__Task description__
Starting at the beginning of the records and ending with the line that contains "M 75 65 L 72", write out every line again, requests included, and add 54 to each coordinate in the answers.

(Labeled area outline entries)
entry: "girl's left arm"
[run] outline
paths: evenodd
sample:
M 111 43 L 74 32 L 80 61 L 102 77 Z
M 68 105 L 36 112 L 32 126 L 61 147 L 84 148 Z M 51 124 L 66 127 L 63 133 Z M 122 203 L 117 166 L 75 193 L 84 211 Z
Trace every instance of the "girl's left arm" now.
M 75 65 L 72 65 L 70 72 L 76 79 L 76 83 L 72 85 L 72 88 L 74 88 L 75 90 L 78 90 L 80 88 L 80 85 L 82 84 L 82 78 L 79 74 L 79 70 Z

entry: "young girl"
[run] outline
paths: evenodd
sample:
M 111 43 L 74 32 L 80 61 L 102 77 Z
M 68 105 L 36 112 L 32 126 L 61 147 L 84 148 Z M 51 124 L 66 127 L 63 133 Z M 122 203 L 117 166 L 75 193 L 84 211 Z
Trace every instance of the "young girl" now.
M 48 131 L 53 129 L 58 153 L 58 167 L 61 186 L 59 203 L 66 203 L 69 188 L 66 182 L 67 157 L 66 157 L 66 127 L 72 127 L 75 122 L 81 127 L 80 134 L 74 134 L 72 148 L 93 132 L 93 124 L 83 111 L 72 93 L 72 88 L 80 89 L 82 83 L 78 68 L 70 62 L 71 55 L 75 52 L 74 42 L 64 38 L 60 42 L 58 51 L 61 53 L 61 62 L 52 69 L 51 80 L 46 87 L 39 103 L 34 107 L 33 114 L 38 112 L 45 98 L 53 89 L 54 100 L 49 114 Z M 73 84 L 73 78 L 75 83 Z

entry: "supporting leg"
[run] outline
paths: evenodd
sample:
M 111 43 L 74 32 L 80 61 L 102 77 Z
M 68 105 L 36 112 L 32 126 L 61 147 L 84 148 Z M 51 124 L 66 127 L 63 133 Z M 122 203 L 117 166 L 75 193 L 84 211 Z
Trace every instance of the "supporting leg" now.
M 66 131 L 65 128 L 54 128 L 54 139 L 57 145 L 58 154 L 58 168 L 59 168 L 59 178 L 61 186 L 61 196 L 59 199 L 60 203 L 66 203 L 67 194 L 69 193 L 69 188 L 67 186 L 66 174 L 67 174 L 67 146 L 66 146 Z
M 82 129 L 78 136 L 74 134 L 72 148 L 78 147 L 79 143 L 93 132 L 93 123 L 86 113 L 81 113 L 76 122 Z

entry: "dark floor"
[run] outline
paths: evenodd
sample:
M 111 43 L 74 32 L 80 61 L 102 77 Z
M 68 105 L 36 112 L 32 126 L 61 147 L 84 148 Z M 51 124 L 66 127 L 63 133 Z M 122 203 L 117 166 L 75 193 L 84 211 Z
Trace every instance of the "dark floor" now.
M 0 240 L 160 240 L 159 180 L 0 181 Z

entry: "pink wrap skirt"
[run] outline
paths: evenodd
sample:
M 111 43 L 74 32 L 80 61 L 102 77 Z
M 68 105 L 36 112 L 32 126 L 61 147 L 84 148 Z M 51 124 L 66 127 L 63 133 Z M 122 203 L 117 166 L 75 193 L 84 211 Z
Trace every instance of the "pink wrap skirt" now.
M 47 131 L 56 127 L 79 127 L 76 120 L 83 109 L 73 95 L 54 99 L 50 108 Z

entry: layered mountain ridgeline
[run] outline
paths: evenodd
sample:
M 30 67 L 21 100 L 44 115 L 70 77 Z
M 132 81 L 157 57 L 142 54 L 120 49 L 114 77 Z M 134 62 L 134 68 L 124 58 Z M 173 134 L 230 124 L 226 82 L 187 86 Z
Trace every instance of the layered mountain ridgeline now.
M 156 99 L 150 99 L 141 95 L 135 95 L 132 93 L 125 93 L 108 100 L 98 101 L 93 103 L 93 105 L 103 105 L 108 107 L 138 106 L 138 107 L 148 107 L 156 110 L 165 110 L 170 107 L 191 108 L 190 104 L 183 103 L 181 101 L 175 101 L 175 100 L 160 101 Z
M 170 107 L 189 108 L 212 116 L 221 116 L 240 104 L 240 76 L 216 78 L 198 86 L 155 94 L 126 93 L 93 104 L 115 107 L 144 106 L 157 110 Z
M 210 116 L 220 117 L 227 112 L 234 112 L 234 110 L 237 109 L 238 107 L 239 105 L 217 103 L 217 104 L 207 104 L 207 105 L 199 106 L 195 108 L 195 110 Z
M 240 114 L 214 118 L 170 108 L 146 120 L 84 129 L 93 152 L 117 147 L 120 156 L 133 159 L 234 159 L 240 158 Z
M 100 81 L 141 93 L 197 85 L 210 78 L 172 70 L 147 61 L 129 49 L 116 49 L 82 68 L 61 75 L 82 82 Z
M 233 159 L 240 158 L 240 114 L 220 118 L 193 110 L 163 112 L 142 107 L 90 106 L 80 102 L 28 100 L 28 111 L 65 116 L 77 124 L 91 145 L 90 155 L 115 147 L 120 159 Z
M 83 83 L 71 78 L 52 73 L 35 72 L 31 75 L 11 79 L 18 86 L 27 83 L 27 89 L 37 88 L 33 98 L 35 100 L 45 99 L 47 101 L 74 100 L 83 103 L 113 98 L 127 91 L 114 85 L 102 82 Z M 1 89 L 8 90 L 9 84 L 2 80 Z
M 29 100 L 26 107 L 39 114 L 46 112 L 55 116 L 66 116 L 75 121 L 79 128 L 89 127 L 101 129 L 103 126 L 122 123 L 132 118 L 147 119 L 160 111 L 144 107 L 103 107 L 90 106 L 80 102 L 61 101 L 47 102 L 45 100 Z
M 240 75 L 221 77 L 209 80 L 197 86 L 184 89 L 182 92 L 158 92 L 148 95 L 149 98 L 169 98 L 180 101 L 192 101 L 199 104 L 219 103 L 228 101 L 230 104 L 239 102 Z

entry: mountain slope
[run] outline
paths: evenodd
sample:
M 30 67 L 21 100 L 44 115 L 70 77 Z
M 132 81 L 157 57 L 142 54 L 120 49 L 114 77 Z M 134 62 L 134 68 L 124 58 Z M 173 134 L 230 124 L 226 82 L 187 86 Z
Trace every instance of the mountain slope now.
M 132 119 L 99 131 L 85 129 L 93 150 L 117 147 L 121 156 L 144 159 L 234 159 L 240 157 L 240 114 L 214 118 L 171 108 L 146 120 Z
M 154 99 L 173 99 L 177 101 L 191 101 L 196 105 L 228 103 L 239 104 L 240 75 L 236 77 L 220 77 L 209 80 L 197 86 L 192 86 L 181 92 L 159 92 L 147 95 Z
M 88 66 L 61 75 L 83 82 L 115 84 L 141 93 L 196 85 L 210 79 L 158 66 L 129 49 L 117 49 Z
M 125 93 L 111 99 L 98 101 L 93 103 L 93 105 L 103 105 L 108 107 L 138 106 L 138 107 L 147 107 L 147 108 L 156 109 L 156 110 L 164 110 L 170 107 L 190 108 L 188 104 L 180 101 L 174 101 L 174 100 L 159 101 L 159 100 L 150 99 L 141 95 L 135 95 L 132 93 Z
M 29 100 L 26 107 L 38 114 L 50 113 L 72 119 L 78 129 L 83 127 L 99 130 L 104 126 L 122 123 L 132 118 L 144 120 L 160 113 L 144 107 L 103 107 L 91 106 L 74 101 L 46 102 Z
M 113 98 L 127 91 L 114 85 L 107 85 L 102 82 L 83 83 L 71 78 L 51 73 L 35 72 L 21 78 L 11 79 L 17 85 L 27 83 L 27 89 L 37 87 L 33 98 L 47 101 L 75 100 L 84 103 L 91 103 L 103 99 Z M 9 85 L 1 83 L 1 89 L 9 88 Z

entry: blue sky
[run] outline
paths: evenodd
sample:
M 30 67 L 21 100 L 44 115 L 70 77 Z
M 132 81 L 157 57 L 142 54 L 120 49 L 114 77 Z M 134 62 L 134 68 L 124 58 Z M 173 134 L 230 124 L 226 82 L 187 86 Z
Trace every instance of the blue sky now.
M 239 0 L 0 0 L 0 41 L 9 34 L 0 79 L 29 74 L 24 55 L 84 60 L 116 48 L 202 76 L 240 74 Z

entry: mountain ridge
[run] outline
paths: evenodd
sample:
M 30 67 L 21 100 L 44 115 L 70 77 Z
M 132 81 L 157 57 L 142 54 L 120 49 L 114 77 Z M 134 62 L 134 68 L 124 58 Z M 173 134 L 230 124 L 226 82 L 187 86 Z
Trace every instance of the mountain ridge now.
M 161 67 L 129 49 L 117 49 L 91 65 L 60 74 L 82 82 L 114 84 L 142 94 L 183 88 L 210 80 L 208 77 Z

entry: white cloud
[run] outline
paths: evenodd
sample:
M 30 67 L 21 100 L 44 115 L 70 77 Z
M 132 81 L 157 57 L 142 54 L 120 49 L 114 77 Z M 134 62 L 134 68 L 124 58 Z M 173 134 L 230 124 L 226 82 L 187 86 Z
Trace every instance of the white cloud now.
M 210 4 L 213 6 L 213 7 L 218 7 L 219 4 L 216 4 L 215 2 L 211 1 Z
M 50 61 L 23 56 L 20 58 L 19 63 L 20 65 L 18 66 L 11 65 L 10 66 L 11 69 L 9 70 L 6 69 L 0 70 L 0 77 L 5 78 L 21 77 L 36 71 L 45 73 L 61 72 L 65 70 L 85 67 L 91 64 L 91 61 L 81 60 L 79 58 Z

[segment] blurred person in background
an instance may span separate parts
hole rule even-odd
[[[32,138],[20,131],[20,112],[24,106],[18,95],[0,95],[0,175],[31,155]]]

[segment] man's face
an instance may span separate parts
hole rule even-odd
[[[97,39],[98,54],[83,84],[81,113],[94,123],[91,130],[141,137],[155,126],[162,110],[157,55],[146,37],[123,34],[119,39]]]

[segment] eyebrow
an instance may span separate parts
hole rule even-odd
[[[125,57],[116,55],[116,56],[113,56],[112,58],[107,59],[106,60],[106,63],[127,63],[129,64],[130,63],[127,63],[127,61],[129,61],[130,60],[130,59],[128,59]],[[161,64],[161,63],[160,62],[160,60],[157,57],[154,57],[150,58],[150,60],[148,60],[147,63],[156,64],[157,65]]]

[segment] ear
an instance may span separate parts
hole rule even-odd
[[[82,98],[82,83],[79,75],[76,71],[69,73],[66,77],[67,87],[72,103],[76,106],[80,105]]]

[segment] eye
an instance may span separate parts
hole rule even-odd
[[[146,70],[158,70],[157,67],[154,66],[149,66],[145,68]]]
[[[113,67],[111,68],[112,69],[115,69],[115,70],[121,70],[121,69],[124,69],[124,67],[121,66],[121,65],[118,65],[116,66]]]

__The response__
entry: "girl's left arm"
[run] outline
paths: evenodd
sample:
M 111 43 L 74 32 L 80 61 L 102 77 Z
M 68 105 L 36 112 L 32 126 L 61 147 L 84 148 Z M 51 124 L 66 127 L 63 133 Z M 122 203 L 117 166 L 75 193 L 84 211 Z
Trace every instance of the "girl's left arm" now.
M 129 119 L 126 119 L 124 126 L 130 133 L 130 137 L 126 139 L 126 142 L 128 142 L 129 144 L 132 144 L 134 142 L 134 139 L 136 138 L 136 132 L 133 128 L 133 124 Z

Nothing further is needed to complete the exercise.